→ Stored data entries
╭──

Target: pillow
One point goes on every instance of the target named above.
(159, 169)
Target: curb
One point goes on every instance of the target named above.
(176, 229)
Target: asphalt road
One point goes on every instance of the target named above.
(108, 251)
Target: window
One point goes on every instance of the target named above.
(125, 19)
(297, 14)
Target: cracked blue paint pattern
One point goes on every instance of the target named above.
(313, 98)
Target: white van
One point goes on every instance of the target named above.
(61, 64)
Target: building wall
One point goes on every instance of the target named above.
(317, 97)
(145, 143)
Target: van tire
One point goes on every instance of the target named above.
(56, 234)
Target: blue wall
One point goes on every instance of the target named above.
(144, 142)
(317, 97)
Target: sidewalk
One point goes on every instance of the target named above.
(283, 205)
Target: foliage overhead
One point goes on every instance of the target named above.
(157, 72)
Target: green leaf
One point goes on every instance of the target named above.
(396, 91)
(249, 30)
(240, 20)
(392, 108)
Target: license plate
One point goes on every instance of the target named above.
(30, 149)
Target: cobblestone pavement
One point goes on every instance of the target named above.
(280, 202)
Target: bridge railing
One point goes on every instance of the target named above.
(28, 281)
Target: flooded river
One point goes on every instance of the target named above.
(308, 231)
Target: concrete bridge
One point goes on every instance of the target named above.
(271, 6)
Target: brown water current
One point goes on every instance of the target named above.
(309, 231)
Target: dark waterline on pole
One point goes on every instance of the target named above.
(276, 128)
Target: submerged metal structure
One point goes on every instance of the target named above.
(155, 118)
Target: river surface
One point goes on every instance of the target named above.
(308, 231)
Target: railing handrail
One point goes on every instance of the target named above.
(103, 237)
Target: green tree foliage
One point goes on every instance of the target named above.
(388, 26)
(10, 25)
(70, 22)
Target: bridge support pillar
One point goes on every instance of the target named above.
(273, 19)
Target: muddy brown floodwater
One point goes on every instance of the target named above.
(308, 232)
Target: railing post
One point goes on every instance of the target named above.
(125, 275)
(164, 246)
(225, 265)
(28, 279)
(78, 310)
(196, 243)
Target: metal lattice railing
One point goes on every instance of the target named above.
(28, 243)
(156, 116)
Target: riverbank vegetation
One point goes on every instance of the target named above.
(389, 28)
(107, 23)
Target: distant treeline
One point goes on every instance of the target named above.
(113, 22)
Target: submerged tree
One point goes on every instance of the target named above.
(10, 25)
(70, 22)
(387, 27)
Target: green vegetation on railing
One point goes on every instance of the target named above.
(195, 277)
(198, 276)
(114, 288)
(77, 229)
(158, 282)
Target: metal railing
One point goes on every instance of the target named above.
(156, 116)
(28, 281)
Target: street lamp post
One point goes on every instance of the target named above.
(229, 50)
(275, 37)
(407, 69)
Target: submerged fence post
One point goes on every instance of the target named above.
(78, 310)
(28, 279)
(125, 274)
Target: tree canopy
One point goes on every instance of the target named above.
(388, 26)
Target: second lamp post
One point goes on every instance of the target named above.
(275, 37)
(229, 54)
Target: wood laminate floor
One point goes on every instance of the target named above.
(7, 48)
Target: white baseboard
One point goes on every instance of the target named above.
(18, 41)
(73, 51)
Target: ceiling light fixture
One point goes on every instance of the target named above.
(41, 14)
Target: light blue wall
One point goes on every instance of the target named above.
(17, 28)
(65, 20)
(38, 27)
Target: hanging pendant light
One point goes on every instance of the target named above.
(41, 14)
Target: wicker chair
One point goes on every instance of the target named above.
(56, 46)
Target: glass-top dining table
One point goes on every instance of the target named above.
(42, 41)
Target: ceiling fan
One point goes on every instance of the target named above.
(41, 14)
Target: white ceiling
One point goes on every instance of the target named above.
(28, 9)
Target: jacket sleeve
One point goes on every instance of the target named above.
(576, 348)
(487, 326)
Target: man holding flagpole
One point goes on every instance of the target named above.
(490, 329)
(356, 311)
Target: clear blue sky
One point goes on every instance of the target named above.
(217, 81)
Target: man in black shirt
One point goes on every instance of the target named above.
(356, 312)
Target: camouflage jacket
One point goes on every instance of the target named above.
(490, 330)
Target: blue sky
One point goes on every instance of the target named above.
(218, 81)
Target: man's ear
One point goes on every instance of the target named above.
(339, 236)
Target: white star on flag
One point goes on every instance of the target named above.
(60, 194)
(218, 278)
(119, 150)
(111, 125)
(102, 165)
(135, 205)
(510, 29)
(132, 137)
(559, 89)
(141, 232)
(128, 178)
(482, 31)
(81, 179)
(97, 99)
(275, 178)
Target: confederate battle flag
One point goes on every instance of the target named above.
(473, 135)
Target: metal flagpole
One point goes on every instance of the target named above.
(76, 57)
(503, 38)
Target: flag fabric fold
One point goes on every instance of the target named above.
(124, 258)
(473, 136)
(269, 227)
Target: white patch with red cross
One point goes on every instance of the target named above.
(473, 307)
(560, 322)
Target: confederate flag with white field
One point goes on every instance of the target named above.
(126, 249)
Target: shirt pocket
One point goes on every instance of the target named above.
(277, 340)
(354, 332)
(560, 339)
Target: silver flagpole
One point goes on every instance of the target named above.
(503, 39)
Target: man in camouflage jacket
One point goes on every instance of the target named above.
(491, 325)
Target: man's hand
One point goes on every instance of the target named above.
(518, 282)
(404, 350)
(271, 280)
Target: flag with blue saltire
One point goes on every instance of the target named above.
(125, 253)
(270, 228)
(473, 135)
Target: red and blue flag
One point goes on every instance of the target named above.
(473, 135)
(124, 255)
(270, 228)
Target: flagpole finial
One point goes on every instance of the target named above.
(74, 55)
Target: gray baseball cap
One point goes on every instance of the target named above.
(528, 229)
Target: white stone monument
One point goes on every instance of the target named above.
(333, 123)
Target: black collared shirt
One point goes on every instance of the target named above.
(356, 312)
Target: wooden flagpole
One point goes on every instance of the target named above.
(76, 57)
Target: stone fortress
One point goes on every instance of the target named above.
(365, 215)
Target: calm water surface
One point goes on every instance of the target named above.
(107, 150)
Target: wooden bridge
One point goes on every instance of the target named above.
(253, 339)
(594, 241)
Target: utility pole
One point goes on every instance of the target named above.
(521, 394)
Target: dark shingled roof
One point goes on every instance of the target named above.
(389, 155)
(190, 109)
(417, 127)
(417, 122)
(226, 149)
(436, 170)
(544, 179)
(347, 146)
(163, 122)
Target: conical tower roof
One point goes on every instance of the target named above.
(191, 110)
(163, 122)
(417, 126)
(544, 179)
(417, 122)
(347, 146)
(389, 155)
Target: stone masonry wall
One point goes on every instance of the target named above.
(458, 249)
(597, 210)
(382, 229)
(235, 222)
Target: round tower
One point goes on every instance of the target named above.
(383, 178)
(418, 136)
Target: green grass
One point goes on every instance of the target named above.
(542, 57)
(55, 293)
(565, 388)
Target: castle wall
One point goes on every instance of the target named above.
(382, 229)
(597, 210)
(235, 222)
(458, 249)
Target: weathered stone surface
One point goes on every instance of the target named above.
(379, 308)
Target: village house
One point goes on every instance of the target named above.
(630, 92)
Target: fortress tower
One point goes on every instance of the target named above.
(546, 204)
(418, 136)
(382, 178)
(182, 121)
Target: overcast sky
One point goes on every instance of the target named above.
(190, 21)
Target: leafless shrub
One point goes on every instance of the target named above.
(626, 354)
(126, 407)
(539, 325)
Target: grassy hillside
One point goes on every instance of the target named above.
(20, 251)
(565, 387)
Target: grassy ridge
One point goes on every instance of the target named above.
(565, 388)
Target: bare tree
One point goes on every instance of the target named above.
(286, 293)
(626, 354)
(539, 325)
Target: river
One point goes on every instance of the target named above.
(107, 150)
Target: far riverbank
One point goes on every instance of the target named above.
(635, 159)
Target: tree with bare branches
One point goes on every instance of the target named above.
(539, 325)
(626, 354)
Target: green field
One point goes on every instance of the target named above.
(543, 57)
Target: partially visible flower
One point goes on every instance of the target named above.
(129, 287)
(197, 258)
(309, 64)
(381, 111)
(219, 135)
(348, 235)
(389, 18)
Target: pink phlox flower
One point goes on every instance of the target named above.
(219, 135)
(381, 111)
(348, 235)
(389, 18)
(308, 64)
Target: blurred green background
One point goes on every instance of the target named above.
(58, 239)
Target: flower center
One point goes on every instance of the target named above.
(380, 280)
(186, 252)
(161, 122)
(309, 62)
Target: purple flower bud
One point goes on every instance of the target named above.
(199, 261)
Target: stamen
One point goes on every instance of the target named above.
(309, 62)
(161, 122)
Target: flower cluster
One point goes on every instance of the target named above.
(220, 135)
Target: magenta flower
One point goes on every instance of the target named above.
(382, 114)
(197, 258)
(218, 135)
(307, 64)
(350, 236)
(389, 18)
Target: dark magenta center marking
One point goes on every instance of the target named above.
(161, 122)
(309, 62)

╰──

→ Task to carry out
Exactly as written, repeat each line from the beginning of the data above to the line containing "Target: blue wall", inclusive.

→ Result of the task
Target: pillow
One point goes on every instance of the target named above.
(159, 169)
Target: curb
One point goes on every instance of the target named above.
(176, 229)
Target: asphalt road
One point goes on every instance of the target named above.
(108, 251)
Target: window
One point goes on every instance of the target named above.
(125, 19)
(297, 14)
Target: cracked blue paint pattern
One point goes on every instance of the target named above.
(313, 98)
Target: white van
One point goes on every instance of the target named above.
(61, 64)
Target: building wall
One point goes on every instance of the target named above.
(317, 97)
(145, 143)
Target: van tire
One point goes on every instance of the target named above.
(56, 234)
Target: blue wall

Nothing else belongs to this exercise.